Goal — Convert every line of the data below into a numbered list, skipping any blank lines.

+++

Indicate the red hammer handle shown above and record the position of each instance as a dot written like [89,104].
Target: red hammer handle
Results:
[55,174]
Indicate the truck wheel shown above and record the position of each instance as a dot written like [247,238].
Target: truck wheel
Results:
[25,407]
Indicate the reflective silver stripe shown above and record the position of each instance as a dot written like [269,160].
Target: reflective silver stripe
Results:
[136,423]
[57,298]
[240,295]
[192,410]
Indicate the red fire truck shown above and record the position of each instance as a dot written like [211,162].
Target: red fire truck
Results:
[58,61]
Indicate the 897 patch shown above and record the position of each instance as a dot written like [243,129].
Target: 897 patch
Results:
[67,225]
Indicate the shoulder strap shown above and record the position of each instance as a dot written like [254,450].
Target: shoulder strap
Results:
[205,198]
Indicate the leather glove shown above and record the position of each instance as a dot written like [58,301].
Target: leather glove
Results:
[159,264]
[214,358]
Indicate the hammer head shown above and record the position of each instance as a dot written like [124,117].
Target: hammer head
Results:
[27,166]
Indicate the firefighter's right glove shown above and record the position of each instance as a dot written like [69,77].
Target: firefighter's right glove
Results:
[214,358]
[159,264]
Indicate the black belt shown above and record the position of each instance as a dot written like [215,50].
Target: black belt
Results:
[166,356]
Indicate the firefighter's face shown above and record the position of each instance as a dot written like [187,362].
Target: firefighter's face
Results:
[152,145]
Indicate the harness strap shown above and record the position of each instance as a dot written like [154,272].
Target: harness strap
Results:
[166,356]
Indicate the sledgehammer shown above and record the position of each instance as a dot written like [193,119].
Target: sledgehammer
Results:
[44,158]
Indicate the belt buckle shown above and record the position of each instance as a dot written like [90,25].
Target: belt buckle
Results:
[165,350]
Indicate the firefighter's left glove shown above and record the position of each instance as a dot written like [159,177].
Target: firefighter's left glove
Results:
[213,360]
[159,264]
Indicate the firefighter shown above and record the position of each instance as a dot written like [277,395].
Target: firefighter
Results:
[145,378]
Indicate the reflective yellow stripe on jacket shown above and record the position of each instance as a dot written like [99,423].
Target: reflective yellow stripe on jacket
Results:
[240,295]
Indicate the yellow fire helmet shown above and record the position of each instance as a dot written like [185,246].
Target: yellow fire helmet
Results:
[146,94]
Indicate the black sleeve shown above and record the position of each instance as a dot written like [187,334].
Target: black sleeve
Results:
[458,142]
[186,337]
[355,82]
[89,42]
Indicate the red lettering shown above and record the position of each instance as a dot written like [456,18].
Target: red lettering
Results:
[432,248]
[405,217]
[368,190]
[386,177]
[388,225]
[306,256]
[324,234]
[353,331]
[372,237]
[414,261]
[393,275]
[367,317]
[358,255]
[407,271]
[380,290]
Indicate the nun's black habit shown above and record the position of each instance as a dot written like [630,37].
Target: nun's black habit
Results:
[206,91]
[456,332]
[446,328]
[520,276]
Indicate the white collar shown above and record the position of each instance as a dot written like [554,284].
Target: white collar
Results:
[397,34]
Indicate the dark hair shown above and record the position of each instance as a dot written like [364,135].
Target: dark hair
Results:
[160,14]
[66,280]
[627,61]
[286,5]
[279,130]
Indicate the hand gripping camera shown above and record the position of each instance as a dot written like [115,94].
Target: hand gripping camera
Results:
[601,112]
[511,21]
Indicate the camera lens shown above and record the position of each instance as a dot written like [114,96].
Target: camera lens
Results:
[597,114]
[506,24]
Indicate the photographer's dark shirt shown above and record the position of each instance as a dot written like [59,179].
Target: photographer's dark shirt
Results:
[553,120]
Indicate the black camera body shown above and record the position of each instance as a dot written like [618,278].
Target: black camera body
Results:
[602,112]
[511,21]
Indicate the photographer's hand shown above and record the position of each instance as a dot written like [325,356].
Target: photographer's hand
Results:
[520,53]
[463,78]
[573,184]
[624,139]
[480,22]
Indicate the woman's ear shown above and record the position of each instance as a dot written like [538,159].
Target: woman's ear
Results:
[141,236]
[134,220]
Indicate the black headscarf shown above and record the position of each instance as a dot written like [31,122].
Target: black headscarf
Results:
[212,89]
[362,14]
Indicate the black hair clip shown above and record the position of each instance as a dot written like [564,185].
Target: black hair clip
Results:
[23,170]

+++

Task solution —
1. Indicate the red hammer handle shown above and record the position of each instance as a dot written like [89,104].
2. Target: red hammer handle
3. Results:
4. [55,174]
5. Indicate the truck wheel shown above and record the position of each instance as a dot written like [247,238].
6. Target: truck wheel
7. Results:
8. [25,407]
9. Indicate the reflective silver stripe shown above and record the position of each instance as a dot written like [269,160].
10. Target: reflective silver stripe
11. Results:
12. [136,423]
13. [57,298]
14. [240,295]
15. [192,410]
16. Indicate the red fire truck shown above and record the position of each instance as a dot written like [211,162].
17. Target: red fire truck
18. Results:
19. [58,61]
20. Indicate the 897 patch shown above and record the position of each instance as a dot written like [243,129].
21. Target: 897 patch
22. Results:
23. [67,225]
24. Indicate the shoulder strap shown above and record the position of each instance as a dot written like [254,450].
25. Target: shoulder strap
26. Results:
27. [205,198]
28. Indicate the leather glove shown above and record the position of each instance as a dot written like [58,301].
29. Target: leather glove
30. Results:
31. [159,264]
32. [214,358]
33. Indicate the hammer head shown above and record the position of each instance as a dot written like [124,117].
34. Target: hammer head
35. Results:
36. [27,166]
37. Indicate the firefighter's right glove shown above and record the position of each instance as a dot written like [69,77].
38. Target: firefighter's right glove
39. Results:
40. [214,358]
41. [159,264]
42. Indicate the black belt shown above and record the position of each instance as a dot written like [215,50].
43. Target: black belt
44. Results:
45. [166,356]
46. Indicate the firefighter's face shown above and record the position of each instance as a dot written like [187,362].
47. Target: firefighter's face
48. Results:
49. [152,145]
50. Indicate the harness strap shown above and record the position of each instance as a dot written like [154,272].
51. Target: harness strap
52. Results:
53. [166,356]
54. Indicate the sledgehammer shown above and record the position of each instance as a dot written like [193,119].
55. Target: sledgehammer
56. Results:
57. [44,158]
58. Indicate the belt buckle shown above and record the position of each instance as a dot written like [90,25].
59. Target: belt buckle
60. Results:
61. [165,350]
62. Indicate the firefighter's left glove shown above and record the position of each instance as a dot written like [159,177].
63. Target: firefighter's left glove
64. Results:
65. [213,360]
66. [159,264]
67. Indicate the firefighter shown above and record the position of each instance as a dot written like [277,395].
68. Target: firefighter
69. Results:
70. [145,378]
71. Indicate the reflective yellow stripe on jacket shown above and record the position of each instance as a dot written like [99,423].
72. Target: reflective yellow stripe on jacket
73. Results:
74. [240,295]
75. Indicate the yellow fire helmet shown above and record the position of each instance as a dot written like [185,246].
76. Target: yellow fire helmet
77. Results:
78. [146,94]
79. Indicate the black sleeve shown above and record the position of each instance as a dot written like [187,334].
80. Target: black sleeve
81. Results:
82. [458,142]
83. [186,337]
84. [355,82]
85. [89,42]
86. Indicate the red lettering shown above and record the position of each instance as a dot written like [456,18].
87. Target: red lettering
88. Results:
89. [432,248]
90. [405,217]
91. [368,190]
92. [386,177]
93. [388,225]
94. [306,256]
95. [324,234]
96. [353,331]
97. [372,237]
98. [414,261]
99. [393,275]
100. [367,317]
101. [358,255]
102. [407,271]
103. [380,290]
104. Indicate the nun's black habit shown above and record the position of each instance as a dot written like [630,37].
105. Target: nun's black habit
106. Results:
107. [206,91]
108. [456,332]
109. [446,328]
110. [520,276]
111. Indicate the white collar shown above and record the position of each instance as a dot written like [554,284].
112. Target: white collar
113. Results:
114. [397,34]
115. Indicate the dark hair shown above and record the position of each instance as a dot written like [364,135].
116. Target: dark hair
117. Results:
118. [160,14]
119. [66,280]
120. [627,61]
121. [286,5]
122. [279,130]
123. Indicate the hand gripping camera shown above and record the position of each instance as a dot written like [115,94].
124. Target: hand gripping camera
125. Results:
126. [601,112]
127. [511,21]
128. Indicate the camera lens shown above and record the position of each instance as a dot written like [114,96].
129. Target: camera lens
130. Results:
131. [597,114]
132. [506,24]
133. Indicate the photographer's dark shirt shown above and record the position of each instance as a dot written like [59,179].
134. Target: photographer's dark shirt
135. Results:
136. [553,120]
137. Indicate the black camera body shown above and record the position of each instance as a dot written like [618,278].
138. Target: black camera body
139. Results:
140. [602,112]
141. [511,21]
142. Indicate the photographer's hand shown above and record the position of each instance as a dot written like [325,356].
143. Target: photographer's hand
144. Results:
145. [520,53]
146. [463,78]
147. [573,184]
148. [624,139]
149. [480,22]
150. Indicate the woman's ear shown above and record the position of each instance as a dot written like [538,159].
151. Target: woman's ear
152. Results:
153. [141,236]
154. [134,220]
155. Indicate the black headscarf shown above and record the position of each instance as a dot written like [31,122].
156. Target: black headscarf
157. Results:
158. [212,89]
159. [362,14]
160. Indicate the black hair clip shown above and record the position of each instance as a dot written like [564,185].
161. Target: black hair clip
162. Results:
163. [23,170]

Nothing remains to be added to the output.